What you have to do
Repeat word for word the lines of the items below, starting with the line that contains "out the light" and going on through the line that contains "Target: closed keyhole slot", both included.

--------

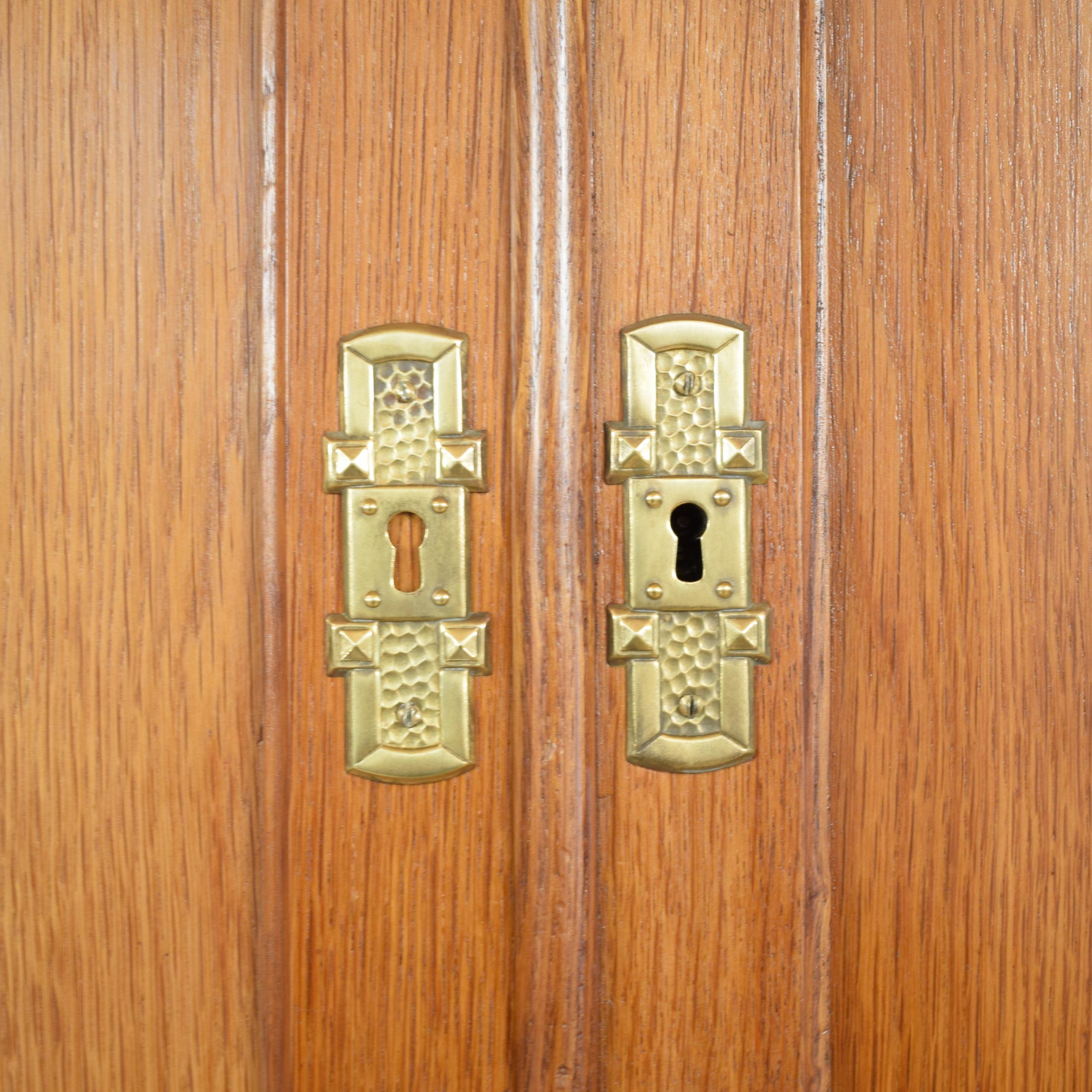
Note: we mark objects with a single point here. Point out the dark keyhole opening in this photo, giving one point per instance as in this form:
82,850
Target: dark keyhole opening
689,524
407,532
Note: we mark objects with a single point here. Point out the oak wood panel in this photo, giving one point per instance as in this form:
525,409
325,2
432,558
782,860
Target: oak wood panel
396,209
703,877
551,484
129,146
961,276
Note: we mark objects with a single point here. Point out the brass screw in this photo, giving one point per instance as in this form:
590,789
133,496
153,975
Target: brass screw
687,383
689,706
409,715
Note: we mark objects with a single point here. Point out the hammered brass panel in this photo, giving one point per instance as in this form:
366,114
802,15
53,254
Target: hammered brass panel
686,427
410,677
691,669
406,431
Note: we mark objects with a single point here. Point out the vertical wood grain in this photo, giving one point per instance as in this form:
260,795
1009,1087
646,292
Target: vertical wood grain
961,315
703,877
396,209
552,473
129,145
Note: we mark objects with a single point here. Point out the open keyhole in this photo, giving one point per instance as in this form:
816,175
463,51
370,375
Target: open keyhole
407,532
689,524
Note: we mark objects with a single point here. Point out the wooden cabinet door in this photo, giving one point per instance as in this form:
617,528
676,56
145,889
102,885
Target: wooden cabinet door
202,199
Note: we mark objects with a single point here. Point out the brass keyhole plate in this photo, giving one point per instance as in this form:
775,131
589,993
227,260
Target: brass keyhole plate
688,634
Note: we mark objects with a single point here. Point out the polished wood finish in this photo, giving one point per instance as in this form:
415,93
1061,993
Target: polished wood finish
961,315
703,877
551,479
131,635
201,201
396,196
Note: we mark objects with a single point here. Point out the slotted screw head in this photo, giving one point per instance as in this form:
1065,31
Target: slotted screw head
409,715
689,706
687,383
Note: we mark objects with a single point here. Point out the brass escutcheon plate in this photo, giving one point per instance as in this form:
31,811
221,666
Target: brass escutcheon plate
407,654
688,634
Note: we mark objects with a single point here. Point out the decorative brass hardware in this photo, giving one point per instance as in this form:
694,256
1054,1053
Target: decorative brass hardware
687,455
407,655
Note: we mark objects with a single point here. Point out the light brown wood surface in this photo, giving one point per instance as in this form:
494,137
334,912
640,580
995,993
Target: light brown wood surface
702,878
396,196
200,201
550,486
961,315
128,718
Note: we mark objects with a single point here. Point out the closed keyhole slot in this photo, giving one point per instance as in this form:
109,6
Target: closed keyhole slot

--------

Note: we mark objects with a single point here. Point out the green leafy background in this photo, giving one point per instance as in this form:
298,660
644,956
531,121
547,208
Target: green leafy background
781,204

--------

Worked solution
Note: we mark objects with a single point here. Point out the light brown wood surface in this photo, giving one point per instance as in this form:
494,137
334,912
640,580
995,993
Target: light brown wood surface
702,878
396,196
200,201
550,486
961,315
128,718
Note: we mark objects with a single point here. Point out the closed keyhole slot in this photo, giving one point per instance as in this form:
109,6
Target: closed keyhole slot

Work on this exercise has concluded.